阅读文段 -
这是R语言科学可视化的第四篇教程,将继续讲解ggplot的不同可视化类型
本教程参考书籍《R语言可视化之美》、《R Graphics Cookbook》、《R语言可视化教程》、《ggplot2: Elegant Graphics for Data Analysis 》等。
可视化数据处理(下)
数据整理
(1)拼接-cbind/rbind
再r语言数据处理过程中,经常会涉及不同数据框的合并,或列合并或行合并,cbind和rbind是两个常见的向量或数据框合并函数,我们通过两个小例子熟悉一下:
# 创建两个向量
vector1 <- c(1, 2, 3)
vector2 <- c(4, 5, 6)
# 使用 cbind 按列合并这两个向量
result_cbind <- cbind(vector1, vector2)
# 创建两个数据框
df1 <- data.frame(name = c("Alice", "Bob"), age = c(25, 30))
df2 <- data.frame(name = c("Charlie", "David"), age = c(28, 35))
# 使用 rbind 按行合并这两个数据框
result_rbind <- rbind(df1, df2)
(2)数据融合:
当数据并不是非常规整的形式的时候,我们可以使用merge或join函数来融合,一般可以根据某一列来进行融合,实践如下:我们先创建四个df
df1 <- data.frame(x= c('a','b','c'),y = 1:3)

任务要求 A - 请照录这篇R语言教程中从“vector2 <- c(4, 5, 6)”起至“c('a','b','c'),y = 1:3)”止的这一段。
任务要求 B - 接着这篇R语言教程的最后一句往下续写。

点标注数据集中的条目:
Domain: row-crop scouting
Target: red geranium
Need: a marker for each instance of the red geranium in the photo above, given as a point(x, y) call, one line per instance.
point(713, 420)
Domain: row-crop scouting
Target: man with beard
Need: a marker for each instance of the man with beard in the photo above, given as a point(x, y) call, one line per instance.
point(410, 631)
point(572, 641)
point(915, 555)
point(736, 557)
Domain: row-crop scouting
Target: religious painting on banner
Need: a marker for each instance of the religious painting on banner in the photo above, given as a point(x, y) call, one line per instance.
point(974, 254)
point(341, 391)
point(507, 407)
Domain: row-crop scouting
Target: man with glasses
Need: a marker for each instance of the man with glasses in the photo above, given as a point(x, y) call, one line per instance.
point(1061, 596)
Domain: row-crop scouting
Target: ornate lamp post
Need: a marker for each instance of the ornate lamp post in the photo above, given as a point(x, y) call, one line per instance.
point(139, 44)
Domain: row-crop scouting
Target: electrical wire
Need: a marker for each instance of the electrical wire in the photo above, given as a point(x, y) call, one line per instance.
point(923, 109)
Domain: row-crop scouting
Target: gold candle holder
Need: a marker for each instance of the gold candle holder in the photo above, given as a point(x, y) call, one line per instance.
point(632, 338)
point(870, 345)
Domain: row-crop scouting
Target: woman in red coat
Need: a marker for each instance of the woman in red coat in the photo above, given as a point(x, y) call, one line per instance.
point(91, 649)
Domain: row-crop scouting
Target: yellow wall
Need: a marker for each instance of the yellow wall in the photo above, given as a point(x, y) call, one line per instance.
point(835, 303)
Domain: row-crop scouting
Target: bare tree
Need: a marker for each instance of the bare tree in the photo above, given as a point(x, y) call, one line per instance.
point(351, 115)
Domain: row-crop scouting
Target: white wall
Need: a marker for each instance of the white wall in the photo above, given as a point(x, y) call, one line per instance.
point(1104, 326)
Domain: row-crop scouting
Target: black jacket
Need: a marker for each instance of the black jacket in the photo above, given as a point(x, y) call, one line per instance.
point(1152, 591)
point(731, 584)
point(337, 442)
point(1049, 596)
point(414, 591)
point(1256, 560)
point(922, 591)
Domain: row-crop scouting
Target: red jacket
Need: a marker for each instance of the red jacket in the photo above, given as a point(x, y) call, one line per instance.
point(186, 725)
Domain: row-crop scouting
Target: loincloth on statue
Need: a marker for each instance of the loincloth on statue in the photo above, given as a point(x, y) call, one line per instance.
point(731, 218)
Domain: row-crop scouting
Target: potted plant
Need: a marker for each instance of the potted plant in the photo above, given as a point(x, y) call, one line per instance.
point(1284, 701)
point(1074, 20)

书面回答 A -
vector2 <- c(4, 5, 6)
# 使用 cbind 按列合并这两个向量
result_cbind <- cbind(vector1, vector2)
# 创建两个数据框
df1 <- data.frame(name = c("Alice", "Bob"), age = c(25, 30))
df2 <- data.frame(name = c("Charlie", "David"), age = c(28, 35))
# 使用 rbind 按行合并这两个数据框
result_rbind <- rbind(df1, df2)
(2)数据融合:
当数据并不是非常规整的形式的时候,我们可以使用merge或join函数来融合,一般可以根据某一列来进行融合,实践如下:我们先创建四个df
df1 <- data.frame(x= c('a','b','c'),y = 1:3)

书面回答 B -
df2 <- data.frame(x= c('a','b','d'),z = c(7,5,3))
df3 <- data.frame(g= c('a','b','d'),z = c(7,5,3))
df4 <- data.frame(x= c('a','b','d'),y = c(1,4,2),z = c(7,5,3))
merge函数合并,结果可以自己看一下新生成的df,就懂了
dm1 <- merge(df1,df2,by = 'x',all = TRUE) #按照x列合并,并包含所有行
dm2 <- merge(df1,df3,by.x = 'x', by.y = 'g')#两个df分别按照指定列合并交集项
join函数合并,结果也看一下生成的df,其实join更加灵活
dj1 <- dplyr::left_join(x=df1,y=df2,by = 'x')#按照x列融合,但是只保留第一个表里的全部行
dj2 <- dplyr::right_join(x=df1,y=df2,by = 'x')#按照x列融合,但是只保留第二个表里的全部行
dj3 <- dplyr::inner_join(x=df1,y=df2,by = 'x')#按照x列融合,但是只保留交集的行
dj4 <- dplyr::full_join(x=df1,y=df2,by = 'x')#按照x列融合,保留全部行
(3)数据分组
我们在遇到数据中有非连续型变量,也就是分类变量的时候,可以进行分组可视化。先构建两个df,用到上一篇中讲的长宽转换操作:
df <- data.frame(x = c('a','b','c','a','c'),
'2023' = c(1,3,4,4,3),
'2024' = c(3,5,3,8,9),check.names = FALSE)
dm <- reshape2::melt(df,id.vars = 'x',variable.name = 'year',value.name = 'value')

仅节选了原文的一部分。